Tasks to complete —
A) From the advice column on a flirtatious partner, list every adjective in the two sentences beginning "His behaviour makes me feel" and "I am rendered" that the letter writer uses to describe herself.
B) Reproduce the stretch of the advice column on a flirtatious partner from "If social occasions" through "or third party." word for word.

Passage provided —
========================================
This article is more than 16 years old
My partner's behaviour with other women makes me feel rejected, but he always denies that he has done anything wrong. Is there any hope for our relationship?

My partner and I have been together for four years and during that time there have been many instances of him flirting with other women, including within our social circle. He will connect across the room with someone and appear to engage with her, acting as if I can't see what is happening. I spend the evening watching, wondering whether to make a fuss or wait to confirm my suspicions before raising the issue.

I have to find coping strategies to use in situations where this is most likely to crop up and, although it doesn't seem to happen all the time, I can rarely relax when we're out. His behaviour makes me feel diminished as a woman and rejected as a girlfriend. I am rendered weak and powerless and I deeply resent it. When I confront him about it, he just repeats that he has "done nothing wrong" and the conversation goes nowhere. While he continues to deny all indiscretions, despite what I observe, we can't change anything or move forward. I don't believe he acts out these fantasies, but his attitude is corroding our relationship.

My father was a serial flirt and unfaithful, so my partner's flirting reminds me of him and the fears I have about being in a similar relationship. My partner and I are otherwise very close, but I believe he is in denial about his behaviour and that such a serious recurrent flashpoint means our relationship is doomed. How can we address this?

Ask yourself why you chose him

If social occasions continue to be flashpoints, you need to decide whether to stop going out together or to address the issue with the help of a counsellor or third party.

My ex-wife was attracted to me because I embodied similar qualities of charisma and charm to her father, who had left her mother after many affairs. Social occasions were fraught as I was always being watched for how I engaged with other people: I'm not a flirt but I enjoy other people's company. I had to deny phantom indiscretions, but these denials were worthless. She didn't particularly enjoy being in the company of our friends and eventually my social life became something I had without her, which exacerbated the divide between us.

My ex-wife was reconciled with her father a few months before his death and since then our relationship has acquired a measure of trust, although too late to save our marriage.

Ask yourself why you chose this man - the personality traits that annoy you so much now are probably what drew you to him in the first place. Look at your relationship with your father and ask yourself if there is anything you and he can learn together before you make any major decisions about the relationship you are in with your partner - which should not be so beholden to your family history.

MN, via email

I have suffered a similar fate

I have spent 30 years with a man I adore but he has always behaved flirtatiously with other women and claimed he was doing nothing wrong. I also developed "coping strategies", which I now believe was a huge mistake.

I became increasingly miserable and our relationship deteriorated. He got angry, ignored me and began to socialise on his own.
========================================
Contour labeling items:
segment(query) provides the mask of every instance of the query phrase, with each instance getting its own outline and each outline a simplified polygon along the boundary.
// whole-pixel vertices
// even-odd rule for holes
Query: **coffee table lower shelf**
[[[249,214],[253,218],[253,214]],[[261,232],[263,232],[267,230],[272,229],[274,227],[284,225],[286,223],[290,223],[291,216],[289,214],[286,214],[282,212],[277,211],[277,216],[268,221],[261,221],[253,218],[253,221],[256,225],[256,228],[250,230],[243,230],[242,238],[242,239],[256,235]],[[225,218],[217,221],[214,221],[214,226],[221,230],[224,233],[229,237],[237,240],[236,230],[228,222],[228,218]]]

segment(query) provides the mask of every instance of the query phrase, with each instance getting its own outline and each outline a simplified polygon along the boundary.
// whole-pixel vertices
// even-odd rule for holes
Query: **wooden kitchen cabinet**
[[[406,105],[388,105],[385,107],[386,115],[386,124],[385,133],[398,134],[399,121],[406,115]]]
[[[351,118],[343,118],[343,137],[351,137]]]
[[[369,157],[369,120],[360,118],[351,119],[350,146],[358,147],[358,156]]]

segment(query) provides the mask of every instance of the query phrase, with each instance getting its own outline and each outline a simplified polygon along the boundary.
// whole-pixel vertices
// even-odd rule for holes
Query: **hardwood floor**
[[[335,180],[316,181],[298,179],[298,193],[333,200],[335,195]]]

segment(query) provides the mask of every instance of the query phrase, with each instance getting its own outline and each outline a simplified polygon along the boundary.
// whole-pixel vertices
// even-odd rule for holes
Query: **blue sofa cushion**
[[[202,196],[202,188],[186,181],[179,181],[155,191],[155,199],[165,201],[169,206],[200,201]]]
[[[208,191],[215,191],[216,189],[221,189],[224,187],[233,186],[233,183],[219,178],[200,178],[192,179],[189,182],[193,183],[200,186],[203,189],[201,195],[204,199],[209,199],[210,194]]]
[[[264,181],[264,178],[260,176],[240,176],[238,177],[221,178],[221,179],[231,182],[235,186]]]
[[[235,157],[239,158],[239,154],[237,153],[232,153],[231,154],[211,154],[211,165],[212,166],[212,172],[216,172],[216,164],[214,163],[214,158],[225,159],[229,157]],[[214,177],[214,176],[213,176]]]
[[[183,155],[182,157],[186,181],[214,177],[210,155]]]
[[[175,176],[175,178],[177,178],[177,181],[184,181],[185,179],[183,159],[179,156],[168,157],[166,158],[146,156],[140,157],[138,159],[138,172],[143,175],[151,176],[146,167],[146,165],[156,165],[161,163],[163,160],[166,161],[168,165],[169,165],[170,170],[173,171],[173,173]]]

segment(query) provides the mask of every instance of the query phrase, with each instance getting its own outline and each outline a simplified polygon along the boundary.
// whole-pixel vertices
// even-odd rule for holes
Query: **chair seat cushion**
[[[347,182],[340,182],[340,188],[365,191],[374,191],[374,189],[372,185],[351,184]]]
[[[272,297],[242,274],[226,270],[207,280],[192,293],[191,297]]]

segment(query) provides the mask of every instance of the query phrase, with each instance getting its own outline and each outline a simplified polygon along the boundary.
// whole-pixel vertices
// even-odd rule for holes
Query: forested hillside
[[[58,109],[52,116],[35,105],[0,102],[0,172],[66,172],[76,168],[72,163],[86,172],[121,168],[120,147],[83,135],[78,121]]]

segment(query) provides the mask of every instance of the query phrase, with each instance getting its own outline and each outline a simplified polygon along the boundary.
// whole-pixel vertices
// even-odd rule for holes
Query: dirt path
========================================
Answers below —
A)
diminished
rejected
weak
powerless

B)
If social occasions continue to be flashpoints, you need to decide whether to stop going out together or to address the issue with the help of a counsellor or third party.